WORK REQUEST.
An exact copy of every entry is needed, without any of the pictures.

SOURCE DATA.
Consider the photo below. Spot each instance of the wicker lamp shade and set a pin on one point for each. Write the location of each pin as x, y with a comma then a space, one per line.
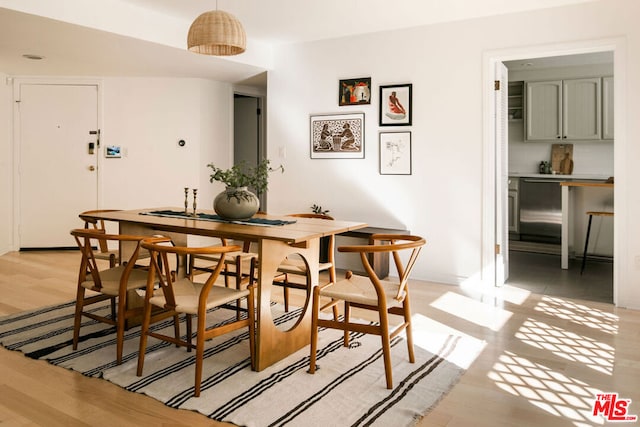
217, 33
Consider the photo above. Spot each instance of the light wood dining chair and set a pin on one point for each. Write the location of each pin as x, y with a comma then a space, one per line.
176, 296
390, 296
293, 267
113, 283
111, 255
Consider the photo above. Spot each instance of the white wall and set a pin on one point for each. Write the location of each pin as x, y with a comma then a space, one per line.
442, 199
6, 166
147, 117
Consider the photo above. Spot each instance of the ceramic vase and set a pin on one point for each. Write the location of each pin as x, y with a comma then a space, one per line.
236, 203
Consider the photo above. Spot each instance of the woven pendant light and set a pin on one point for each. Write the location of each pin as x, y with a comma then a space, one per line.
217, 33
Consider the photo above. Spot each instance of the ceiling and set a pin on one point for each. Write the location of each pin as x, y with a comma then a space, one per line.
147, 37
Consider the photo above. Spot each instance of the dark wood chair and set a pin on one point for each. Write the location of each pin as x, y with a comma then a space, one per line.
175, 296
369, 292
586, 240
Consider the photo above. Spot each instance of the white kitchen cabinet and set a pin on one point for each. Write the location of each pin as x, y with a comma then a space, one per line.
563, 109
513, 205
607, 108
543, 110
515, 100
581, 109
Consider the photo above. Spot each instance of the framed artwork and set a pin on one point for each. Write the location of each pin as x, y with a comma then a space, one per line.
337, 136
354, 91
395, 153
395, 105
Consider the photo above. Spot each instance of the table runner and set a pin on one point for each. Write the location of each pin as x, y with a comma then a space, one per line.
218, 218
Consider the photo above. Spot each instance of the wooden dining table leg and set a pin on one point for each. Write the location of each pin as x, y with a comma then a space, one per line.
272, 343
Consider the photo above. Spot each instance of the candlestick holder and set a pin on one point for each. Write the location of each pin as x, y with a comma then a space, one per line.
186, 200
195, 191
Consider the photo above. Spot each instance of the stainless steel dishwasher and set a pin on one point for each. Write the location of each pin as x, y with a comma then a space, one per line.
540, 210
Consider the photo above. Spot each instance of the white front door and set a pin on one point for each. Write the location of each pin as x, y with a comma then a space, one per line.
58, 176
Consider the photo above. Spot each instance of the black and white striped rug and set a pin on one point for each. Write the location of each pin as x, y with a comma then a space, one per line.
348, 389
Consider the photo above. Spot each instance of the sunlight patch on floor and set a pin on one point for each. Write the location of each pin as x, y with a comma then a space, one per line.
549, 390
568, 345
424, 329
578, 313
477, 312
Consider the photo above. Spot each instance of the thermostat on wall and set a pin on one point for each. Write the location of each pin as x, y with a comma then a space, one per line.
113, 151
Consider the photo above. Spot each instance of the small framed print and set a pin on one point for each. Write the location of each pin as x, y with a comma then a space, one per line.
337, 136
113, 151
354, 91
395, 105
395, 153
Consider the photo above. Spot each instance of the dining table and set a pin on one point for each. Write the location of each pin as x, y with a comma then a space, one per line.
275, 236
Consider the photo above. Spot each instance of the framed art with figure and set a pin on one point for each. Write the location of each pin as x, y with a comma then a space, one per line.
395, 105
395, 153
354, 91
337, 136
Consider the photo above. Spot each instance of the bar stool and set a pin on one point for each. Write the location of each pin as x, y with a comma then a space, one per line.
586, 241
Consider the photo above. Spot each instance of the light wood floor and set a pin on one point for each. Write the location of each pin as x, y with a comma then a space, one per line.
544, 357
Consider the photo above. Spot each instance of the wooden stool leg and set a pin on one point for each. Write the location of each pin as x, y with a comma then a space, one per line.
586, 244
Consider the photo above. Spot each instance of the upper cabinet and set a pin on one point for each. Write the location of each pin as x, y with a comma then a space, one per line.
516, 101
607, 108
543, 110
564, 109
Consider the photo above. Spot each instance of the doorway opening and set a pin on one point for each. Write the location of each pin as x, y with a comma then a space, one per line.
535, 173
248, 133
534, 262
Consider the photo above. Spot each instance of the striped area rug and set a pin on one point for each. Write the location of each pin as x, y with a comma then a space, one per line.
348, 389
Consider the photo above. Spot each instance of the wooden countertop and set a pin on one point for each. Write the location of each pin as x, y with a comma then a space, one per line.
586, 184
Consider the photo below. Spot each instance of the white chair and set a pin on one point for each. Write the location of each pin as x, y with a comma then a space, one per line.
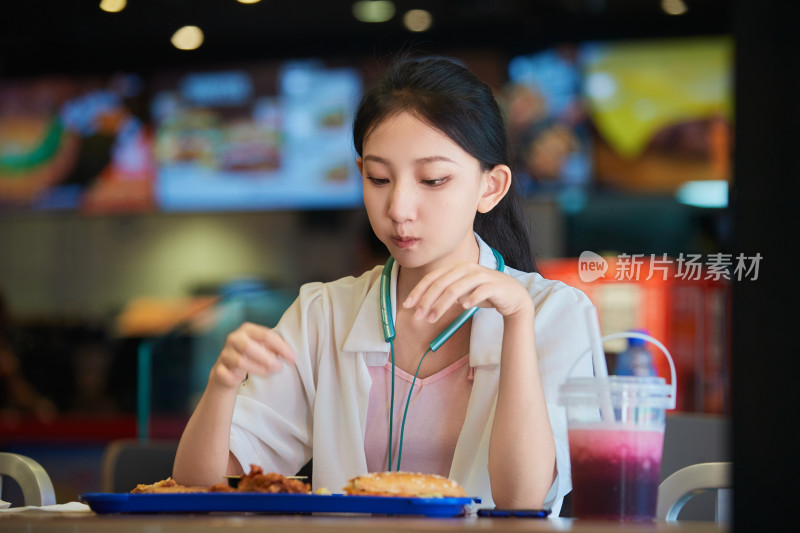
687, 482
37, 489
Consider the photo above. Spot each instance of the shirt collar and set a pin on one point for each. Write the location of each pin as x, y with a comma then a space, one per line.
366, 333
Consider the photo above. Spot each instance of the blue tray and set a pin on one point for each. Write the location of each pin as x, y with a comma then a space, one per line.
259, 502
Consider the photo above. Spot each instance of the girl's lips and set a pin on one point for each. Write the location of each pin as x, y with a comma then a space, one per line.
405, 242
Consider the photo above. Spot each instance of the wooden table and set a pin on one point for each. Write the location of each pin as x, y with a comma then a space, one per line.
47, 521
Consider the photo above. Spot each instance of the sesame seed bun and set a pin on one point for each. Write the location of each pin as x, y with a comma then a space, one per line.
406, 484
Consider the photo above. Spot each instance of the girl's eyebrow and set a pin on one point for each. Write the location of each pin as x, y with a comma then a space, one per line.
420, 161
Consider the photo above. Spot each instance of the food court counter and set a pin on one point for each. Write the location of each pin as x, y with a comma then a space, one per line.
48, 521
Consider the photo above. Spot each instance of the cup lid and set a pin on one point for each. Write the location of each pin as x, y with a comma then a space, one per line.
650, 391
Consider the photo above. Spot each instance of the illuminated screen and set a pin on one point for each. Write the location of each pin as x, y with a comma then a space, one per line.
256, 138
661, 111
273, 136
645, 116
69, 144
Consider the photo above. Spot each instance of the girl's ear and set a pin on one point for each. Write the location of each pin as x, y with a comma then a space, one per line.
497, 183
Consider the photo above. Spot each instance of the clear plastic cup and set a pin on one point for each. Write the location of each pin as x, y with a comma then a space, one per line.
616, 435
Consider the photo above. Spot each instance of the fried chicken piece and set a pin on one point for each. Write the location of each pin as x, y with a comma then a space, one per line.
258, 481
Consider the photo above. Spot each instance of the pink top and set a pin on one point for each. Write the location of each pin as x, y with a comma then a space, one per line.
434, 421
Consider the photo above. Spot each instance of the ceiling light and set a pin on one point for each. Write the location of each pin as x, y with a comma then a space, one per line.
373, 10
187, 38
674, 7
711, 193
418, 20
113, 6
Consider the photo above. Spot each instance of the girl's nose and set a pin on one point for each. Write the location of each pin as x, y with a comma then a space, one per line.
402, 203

ANSWER FOR THE TASK.
Consider the photo below. Spot each instance of the wicker lamp shade and set a pin on one point for each. Write the location of each pin as x, y with a comma then a space, one per line.
217, 33
Consider the photo above. Spot each instance of the light wood dining chair and set a pin on one point for each. Write the location of each pin as x, y with a comma then a space, one per line.
176, 296
390, 296
293, 267
113, 283
111, 255
Consider the photo above. Spot each instance of the white wall and set a pin on one point for each. Write the location of each pin as x, y with a comma then a space, one per line.
442, 199
6, 166
147, 117
Consider the photo above. Spot each instance of the ceramic vase and set a pin on one point for each. Write the location of each pin as x, y with a comma then a space, one per line.
236, 203
Consider the photo above. Spot each instance of the woven pendant light and set a pin on one point for each. Write the location of each pin as x, y with a comma then a space, one per line.
217, 33
Consider the photo above. Spot each instance of the ceiling and set a pin on one point for each. Write the location of each pin as x, y with a comma then a space, one per line.
147, 37
Consider the photo above. Spot each instance of the dark wood chair and set a pin on one point for each. Write the location of each pin as x, y with a comma then a space, one per line.
175, 296
369, 292
586, 240
Consider the photo above. Spot each instance of the white kitchen cabinet and set a pin on one point for each. Write the location of each pin as x, y with a comma then a space, one per line.
563, 109
513, 205
607, 108
543, 110
515, 100
581, 109
Consider the photo above. Spot each instance of the framed artwork and set a pin on one point for each. Write the location of each pin as x, y with a comma then a space, one per line.
337, 136
354, 91
395, 153
395, 105
Consider the photo above. Spot each instance of the table runner and set a pin on one point for each. Write the location of each pin as x, y with a comma then a space, one per line.
218, 218
Consider the photo above. Spot each instance of the wooden dining table leg and set a pin on one point for each. Write the location of each pin as x, y with a comma then a space, one per line.
272, 343
Consider the photo above. Spot each instance of the candlestick holder and set a pin on one point for each. Write the location of each pin as x, y with a comma then a space, one per line.
186, 200
195, 191
Consider the photo above. Spot each instance of the stainless steel dishwasher and set a pin on one point for each. Write the location of each pin as x, y with a comma then a space, one per line.
540, 210
Consider the photo above. Spot each instance of the white front door and set a pin on one point for each. Write the location of each pin as x, y with a comma then a space, one per line.
58, 176
Consider the photo above. Spot each instance of the black and white striped rug and set a pin on one point for each. Write the location of each pin as x, y with a comma then a space, one per line.
348, 389
Consider the photo above. Spot each instance of the sunlight patch on floor and set a pin on one point for each. Write the location of each pin as x, y with a comma then a space, one per line.
549, 390
568, 345
424, 329
578, 313
477, 312
Consider the photo above. Spot each instance of the thermostat on wall and set a pin on one point for each. Write the location of each pin as x, y with a comma then a space, one per line.
113, 151
Consider the photo above. Spot each instance of the small framed print and set a pin on one point for each. Write the location of each pin as x, y with a comma then a space, one per line.
337, 136
113, 151
354, 91
395, 105
395, 153
Consider the photo above. Spot each instance of the dining table and set a pin on one point for each. Write the location of each pin as x, y with a comma then a space, one per line.
275, 236
Consider the photo above. Spot each instance of the framed art with figure and set a pin on one point for each. Write the location of each pin as x, y with a comma then a space, one per line.
395, 105
395, 153
354, 91
337, 136
Consider the photo above. Spot each instance of the bar stool and set a pin on one point for each. Write the location of each pin as x, y with a comma then a space, one per line.
586, 241
Consider the photo above. Spot each instance of the light wood floor and set a pin on one point for each. Write the location of each pin as x, y with a comma then a space, one per line.
544, 357
Consider the photo above. Spot each instance of the wooden stool leg and set a pin on one point for each. Write the location of each pin as x, y with a comma then a space, one per line.
586, 244
Consider the photo above. Spot each instance of the upper cabinet and set a pin on one point for each. Write the location of each pin as x, y with a comma then a space, one per line.
516, 101
607, 108
543, 110
564, 109
Consider the photo above. Spot each instance of the doorway opening and set a pin on one point for each. Write the location of each pin as x, y with a comma then a space, one per line.
535, 173
248, 133
534, 262
Consider the photo above. Spot each instance of the striped area rug and set a pin on one point for each. Write the location of each pin as x, y with a comma then a space, one per line.
348, 389
Consider the photo above. Spot each instance of the wooden countertop and set a pin on one point for each. Write the location of each pin as x, y with a comma then a space, one per line.
586, 184
Consider the photo below. Spot each instance of the white chair and set a pin on one point for each. Write the location of each pin as x, y with a comma then a space, one per line.
687, 482
37, 489
Consider the photo above. Spot each instance of the shirt collar and set a pin on one point for each. Write the location of each pin as x, y with a comma then a space, one per line.
366, 333
Consider the photo above. Spot each instance of the blue tray and set a pin on one point for each. Write the location of each pin as x, y with a comma then a space, one per line.
259, 502
Consider the photo above. Spot each instance of the girl's lips and set a pin on one point for each. Write the location of each pin as x, y with a comma then a space, one per line.
405, 242
Consider the photo above. Spot each instance of the wooden table and set a pin on one point for each. Write the location of each pin as x, y with a comma then a space, one per line.
47, 521
Consider the photo above. Spot each instance of the sesame seed bun and set a pin on one point for each. Write the location of each pin as x, y with a comma then a space, one per line.
406, 484
Consider the photo above. Spot each instance of the girl's eyebrow and set a pin on one point for each. Write the location of each pin as x, y with a comma then a space, one per line.
420, 161
Consider the photo above. Spot each instance of the food court counter and set a pin on one point for each. Write the location of each pin as x, y with a comma then a space, one per line.
48, 521
Consider the photo above. Spot each instance of the cup lid and set a pin on one point for each. Write the location of each pin as x, y with a comma then a space, one per line.
650, 391
Consider the photo above. Spot each instance of the illuminated screen and set a pin on one point for each. Write the location of each pin as x, y with a comma then a space, one per line.
256, 138
661, 111
273, 136
645, 116
69, 144
Consider the photo above. Spot each instance of the girl's ear and set a pin on one point for each. Write the location of each pin as x, y with a comma then a space, one per line.
497, 183
Consider the photo above. Spot each instance of the clear plastic cup and set a pin on one point for each. Write the location of each pin as x, y with a comma then a space, one per line.
616, 435
Consider the photo above. Spot each instance of the fried chicken piece and set a pin on one point for each. Write the location of each pin as x, y with a comma then a space, one per line.
258, 481
Consider the photo above. Spot each instance of the pink top and set a pin on one point for each. Write the location of each pin as x, y with a comma then a space, one per line.
434, 421
Consider the photo above. Spot each instance of the ceiling light and set a pin on one point for each. Write the location of each pin as x, y with a comma then a space, one per line.
373, 10
187, 38
674, 7
711, 193
418, 20
113, 6
Consider the photo above. Spot each instance of the girl's nose and set a pin on one point for each. Write the location of each pin as x, y with a comma then a space, one per line.
402, 203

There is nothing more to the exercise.